WORK REQUIRED
Write every entry out again, exactly as given.

EXTRACTED RECORDS

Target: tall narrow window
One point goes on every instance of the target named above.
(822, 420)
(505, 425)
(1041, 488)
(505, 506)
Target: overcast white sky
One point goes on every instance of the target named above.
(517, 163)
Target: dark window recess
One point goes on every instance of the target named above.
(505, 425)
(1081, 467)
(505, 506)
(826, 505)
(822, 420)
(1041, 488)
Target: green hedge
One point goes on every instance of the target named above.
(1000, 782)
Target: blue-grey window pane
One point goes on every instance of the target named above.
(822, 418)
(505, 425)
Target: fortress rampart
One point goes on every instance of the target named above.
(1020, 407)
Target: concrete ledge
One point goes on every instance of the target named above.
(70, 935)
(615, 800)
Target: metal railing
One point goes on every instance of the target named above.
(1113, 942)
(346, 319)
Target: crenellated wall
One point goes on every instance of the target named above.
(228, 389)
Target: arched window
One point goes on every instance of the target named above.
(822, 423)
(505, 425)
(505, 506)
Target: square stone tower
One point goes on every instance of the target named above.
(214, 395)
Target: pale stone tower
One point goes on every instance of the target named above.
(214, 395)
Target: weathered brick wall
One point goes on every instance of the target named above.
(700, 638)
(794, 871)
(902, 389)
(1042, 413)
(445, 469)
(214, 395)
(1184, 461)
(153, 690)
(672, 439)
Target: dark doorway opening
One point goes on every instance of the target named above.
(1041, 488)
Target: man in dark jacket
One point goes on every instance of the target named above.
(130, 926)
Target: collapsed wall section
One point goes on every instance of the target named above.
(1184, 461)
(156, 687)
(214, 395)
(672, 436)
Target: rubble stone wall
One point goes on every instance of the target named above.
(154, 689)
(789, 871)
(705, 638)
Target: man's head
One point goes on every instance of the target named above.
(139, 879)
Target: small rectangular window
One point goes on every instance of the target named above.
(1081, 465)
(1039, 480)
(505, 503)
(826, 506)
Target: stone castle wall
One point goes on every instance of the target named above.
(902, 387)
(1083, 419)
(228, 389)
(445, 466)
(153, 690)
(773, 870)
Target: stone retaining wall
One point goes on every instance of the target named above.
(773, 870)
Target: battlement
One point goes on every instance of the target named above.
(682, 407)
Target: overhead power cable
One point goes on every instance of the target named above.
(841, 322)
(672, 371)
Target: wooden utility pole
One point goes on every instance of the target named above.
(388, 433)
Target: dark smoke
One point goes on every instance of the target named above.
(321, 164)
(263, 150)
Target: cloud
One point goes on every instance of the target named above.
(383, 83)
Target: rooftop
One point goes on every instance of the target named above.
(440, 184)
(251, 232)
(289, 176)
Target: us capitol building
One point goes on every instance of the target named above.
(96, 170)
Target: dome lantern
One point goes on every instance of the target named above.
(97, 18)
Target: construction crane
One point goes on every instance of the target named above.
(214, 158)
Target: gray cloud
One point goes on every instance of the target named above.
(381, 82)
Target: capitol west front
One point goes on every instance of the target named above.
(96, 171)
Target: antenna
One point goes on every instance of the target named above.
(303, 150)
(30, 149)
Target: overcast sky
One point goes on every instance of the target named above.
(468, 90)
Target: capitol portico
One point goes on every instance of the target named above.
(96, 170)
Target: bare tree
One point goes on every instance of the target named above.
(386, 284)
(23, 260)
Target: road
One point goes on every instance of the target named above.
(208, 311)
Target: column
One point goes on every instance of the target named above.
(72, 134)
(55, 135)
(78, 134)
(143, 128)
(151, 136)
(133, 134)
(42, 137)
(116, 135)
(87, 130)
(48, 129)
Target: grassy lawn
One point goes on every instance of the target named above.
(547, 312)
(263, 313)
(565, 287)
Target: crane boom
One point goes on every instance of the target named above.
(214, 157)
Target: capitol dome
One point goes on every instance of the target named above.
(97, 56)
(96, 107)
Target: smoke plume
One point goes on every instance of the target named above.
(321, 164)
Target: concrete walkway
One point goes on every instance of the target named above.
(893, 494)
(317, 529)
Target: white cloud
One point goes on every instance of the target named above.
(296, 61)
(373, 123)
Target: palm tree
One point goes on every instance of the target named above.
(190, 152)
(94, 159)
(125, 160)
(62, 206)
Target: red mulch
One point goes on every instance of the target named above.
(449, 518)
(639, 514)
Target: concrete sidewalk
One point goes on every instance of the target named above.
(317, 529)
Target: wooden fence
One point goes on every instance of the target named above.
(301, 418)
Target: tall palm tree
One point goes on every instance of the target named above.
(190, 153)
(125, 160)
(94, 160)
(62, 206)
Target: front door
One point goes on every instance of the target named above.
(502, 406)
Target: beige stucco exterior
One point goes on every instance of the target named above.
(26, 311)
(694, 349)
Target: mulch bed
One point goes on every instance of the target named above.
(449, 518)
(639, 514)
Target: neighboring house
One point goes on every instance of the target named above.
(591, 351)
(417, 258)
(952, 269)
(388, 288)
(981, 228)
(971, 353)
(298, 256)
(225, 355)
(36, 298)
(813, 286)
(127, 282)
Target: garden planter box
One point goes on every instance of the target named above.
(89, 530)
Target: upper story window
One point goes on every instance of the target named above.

SOLVED EXERCISE
Target: tall narrow window
One point goes on every instance of the target named above.
(822, 420)
(505, 425)
(1041, 488)
(505, 506)
Target: overcast white sky
One point goes on every instance of the target named above.
(517, 163)
Target: dark window recess
One point goes on every instance of the target named above.
(505, 425)
(1081, 467)
(505, 506)
(826, 505)
(822, 420)
(1041, 488)
Target: green hedge
One point goes on every instance of the target named above.
(1000, 782)
Target: blue-grey window pane
One point goes on every instance of the target named above.
(822, 418)
(505, 425)
Target: fortress rampart
One point goes on every instance of the target named above.
(1020, 407)
Target: concrete ledge
One point goes on every instance of the target named above.
(70, 935)
(615, 800)
Target: metal railing
One point goes on every instance of the target named above.
(1113, 942)
(346, 319)
Target: crenellated wall
One point goes on every instance of the target named above.
(228, 389)
Target: arched window
One point goes on every instance of the target named above.
(822, 423)
(505, 425)
(505, 506)
Target: square stone tower
One point goes on every instance of the target named above.
(214, 395)
Target: pale stone tower
One point goes on every instance of the target named above.
(214, 395)
Target: weathered brick wall
One point goes on every instance of the target named above.
(700, 638)
(794, 871)
(902, 389)
(1042, 413)
(445, 469)
(214, 395)
(1184, 461)
(153, 690)
(672, 439)
Target: dark doorway opening
One point goes on every instance of the target named above.
(1041, 488)
Target: man in dark jacket
One point goes on every instance of the target named above.
(130, 926)
Target: collapsed wall section
One point goes on every instance of the target named above.
(1184, 461)
(156, 687)
(214, 395)
(672, 436)
Target: rubble stone wall
One point goes on every instance of the target named above.
(154, 689)
(789, 871)
(705, 638)
Target: man's head
One point goes on every instance of the target named above.
(139, 879)
Target: small rectangular window
One point goes on every instance of the target named above.
(1081, 465)
(1039, 480)
(505, 503)
(826, 506)
Target: stone castle wall
One point goes on every instance of the target named above.
(902, 387)
(1083, 419)
(228, 389)
(445, 466)
(153, 690)
(773, 870)
Target: stone retaining wall
One point goes on every instance of the target named above.
(773, 870)
Target: battlement
One point goes on every instance of the target named above.
(682, 407)
Target: overhead power cable
One point goes on every instance of the target named above.
(841, 322)
(672, 371)
Target: wooden utility pole
One point goes on every instance of the target named above.
(388, 433)
Target: dark smoke
One point goes on every instance of the target named above.
(321, 164)
(263, 150)
Target: cloud
One point goes on every instance of the target named above.
(383, 83)
Target: rooftop
One point goes on every instance of the target named above.
(440, 184)
(251, 232)
(289, 176)
Target: us capitol building
One point goes on every instance of the target named above.
(96, 170)
Target: dome lantern
One point goes on every instance of the target named above.
(97, 18)
Target: construction crane
One point goes on every instance of the target named above.
(214, 158)
Target: gray cloud
One point goes on every instance of the target named above.
(381, 82)
Target: capitol west front
One point goes on every instance of the target named above.
(96, 171)
Target: antenna
One point goes on every instance of the target named above.
(303, 150)
(30, 149)
Target: overcast sky
One point goes on every instance of the target named above.
(468, 90)
Target: capitol portico
One point goes on every instance of the target named above.
(96, 170)
Target: bare tree
One point goes on every instance of the target named above.
(386, 284)
(23, 260)
Target: road
One point goes on every instance of the target named above.
(208, 311)
Target: column
One point goes on every instance of the target named above.
(72, 134)
(55, 135)
(78, 134)
(143, 128)
(151, 136)
(133, 134)
(42, 137)
(116, 135)
(87, 130)
(48, 129)
Target: grassy lawn
One point goes on every instance of the target named above.
(547, 312)
(263, 313)
(565, 287)
Target: crane boom
One point goes on every instance of the target named above.
(214, 157)
Target: capitol dome
One point goes on every instance of the target named above.
(97, 56)
(96, 107)
Target: smoke plume
One point goes on every instance of the target named above.
(321, 164)
Target: concrete walkway
One point goes on every instance of the target named above.
(893, 494)
(317, 529)
Target: white cloud
One point goes on every instance of the target named above.
(296, 61)
(373, 123)
Target: palm tree
One point goes on every instance of the target named above.
(190, 152)
(94, 159)
(125, 160)
(62, 206)
Target: red mulch
One point goes on every instance of the target named above.
(449, 518)
(639, 514)
Target: concrete sidewalk
One point goes on every instance of the target named above.
(317, 529)
Target: wooden fence
One point goes on every instance of the target named above.
(301, 418)
Target: tall palm tree
One point goes on every instance of the target named above.
(190, 153)
(125, 160)
(94, 160)
(62, 206)
Target: front door
One point goes on every instance of the target named above.
(502, 406)
Target: beige stucco exterior
One point goes on every instance of the target named above.
(26, 311)
(694, 349)
Target: mulch bed
One point goes on every instance of the target named above.
(449, 518)
(639, 514)
Target: neighboring house
One point goes on every instance of the target named above.
(591, 351)
(417, 258)
(952, 269)
(388, 288)
(981, 228)
(971, 353)
(298, 256)
(225, 355)
(36, 298)
(813, 286)
(127, 282)
Target: garden planter box
One point goes on every instance of the target named above.
(89, 530)
Target: upper story window
One point goes on every instance of the target named above.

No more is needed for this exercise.